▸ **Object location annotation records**
## start

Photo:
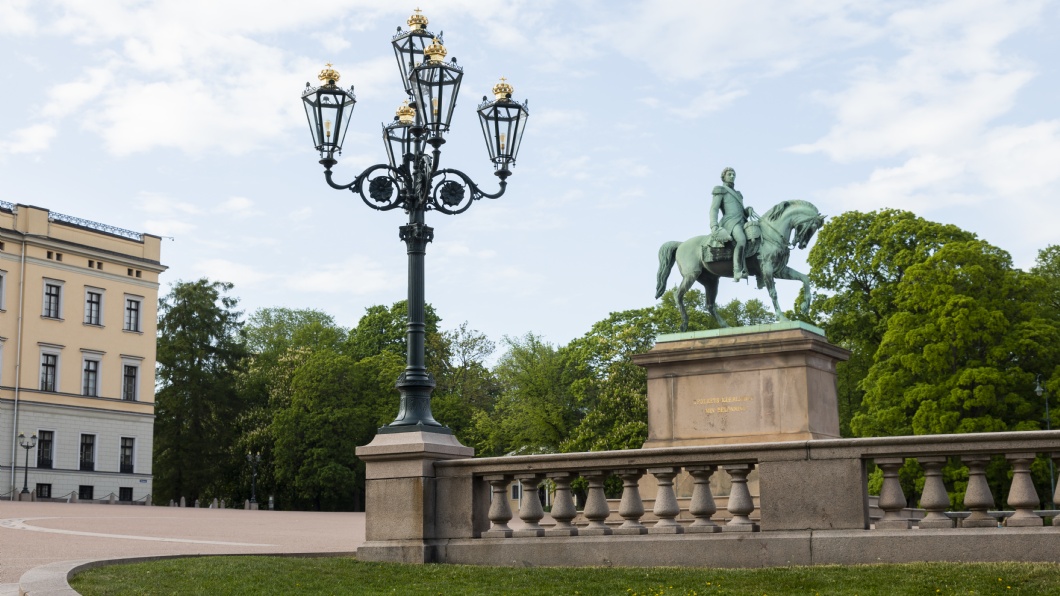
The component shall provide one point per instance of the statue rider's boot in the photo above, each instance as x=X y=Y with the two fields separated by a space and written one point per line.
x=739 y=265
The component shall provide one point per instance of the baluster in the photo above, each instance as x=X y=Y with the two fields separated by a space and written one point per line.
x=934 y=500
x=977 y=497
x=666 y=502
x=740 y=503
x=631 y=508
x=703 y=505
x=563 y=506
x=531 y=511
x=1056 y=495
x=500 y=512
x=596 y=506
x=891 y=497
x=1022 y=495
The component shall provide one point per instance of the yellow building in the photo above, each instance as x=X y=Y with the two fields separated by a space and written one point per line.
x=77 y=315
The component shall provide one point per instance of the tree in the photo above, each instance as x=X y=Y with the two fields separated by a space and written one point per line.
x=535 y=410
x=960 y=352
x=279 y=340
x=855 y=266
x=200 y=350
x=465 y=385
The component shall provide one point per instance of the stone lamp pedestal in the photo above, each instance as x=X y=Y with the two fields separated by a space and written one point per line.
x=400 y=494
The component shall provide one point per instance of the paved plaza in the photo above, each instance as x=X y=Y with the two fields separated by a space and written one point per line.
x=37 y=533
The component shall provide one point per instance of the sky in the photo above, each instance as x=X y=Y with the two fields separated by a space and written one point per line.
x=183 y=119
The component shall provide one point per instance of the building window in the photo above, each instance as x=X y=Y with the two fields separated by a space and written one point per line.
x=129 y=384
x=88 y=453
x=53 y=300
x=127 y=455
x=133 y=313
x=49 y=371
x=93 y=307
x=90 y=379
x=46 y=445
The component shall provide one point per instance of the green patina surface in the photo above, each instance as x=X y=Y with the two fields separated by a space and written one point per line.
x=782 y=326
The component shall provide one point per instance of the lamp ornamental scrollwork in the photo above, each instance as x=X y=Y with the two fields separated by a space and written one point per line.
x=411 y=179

## end

▸ **SHORT EXERCISE**
Write out all the records again, substituting "The tool must give" for every "The component shall provide" and keeping everything else unchanged. Leave the pictures out of your answer.

▸ **OUTPUT BELOW**
Photo:
The tool must give one point per instance of the statue rider's boot in the photo above, each instance as x=X y=Y with the two fields separated by a space and written one point per line.
x=739 y=265
The tool must give one point per instance of the baluster in the photo above, each instance as x=X y=Y with the two fields separated by a space and written one point per line.
x=934 y=500
x=977 y=497
x=666 y=502
x=740 y=503
x=631 y=508
x=703 y=505
x=563 y=506
x=531 y=511
x=1056 y=495
x=500 y=512
x=596 y=506
x=891 y=497
x=1022 y=495
The tool must give one point per instance of the yellow building in the photo above, each instance as x=X y=Y with the two fields separated by a space and written one point per line.
x=77 y=315
The tool must give one point per instance of the tree in the photo above, each instance as x=X y=Y with the two fields separated by a space and written one point per line.
x=535 y=410
x=960 y=352
x=279 y=340
x=855 y=266
x=200 y=350
x=465 y=385
The tool must give one point per instance of the stone lamp pedestal in the photo above, each instance as x=X y=Y with the two fields separated by a space and written one point per line.
x=400 y=494
The tool must give one point per instance of the paved plaza in the photo above, each instance as x=X y=Y with the two fields separated by a space and written one point per line.
x=37 y=533
The tool must give one point per instance of the sky in the photo above, each instance as x=X y=Y with the two fields separated by a space and written one point per line.
x=183 y=119
The tool must give one point per instance of the building window in the photo above, each instance as x=X y=Y with the two fields separated by a space and written one point per line.
x=129 y=384
x=88 y=453
x=53 y=300
x=127 y=455
x=133 y=313
x=49 y=371
x=93 y=307
x=90 y=379
x=46 y=445
The tool must give one point per instance of the green patina surface in the photo above, each instance as x=X y=Y with the two fields separated by a space and written one point per line.
x=782 y=326
The tool must give one point per instance of the lamp ornamental scrollwork in the photo above, each instance as x=X y=Y with the two fields separated by a space and written one point per line.
x=411 y=179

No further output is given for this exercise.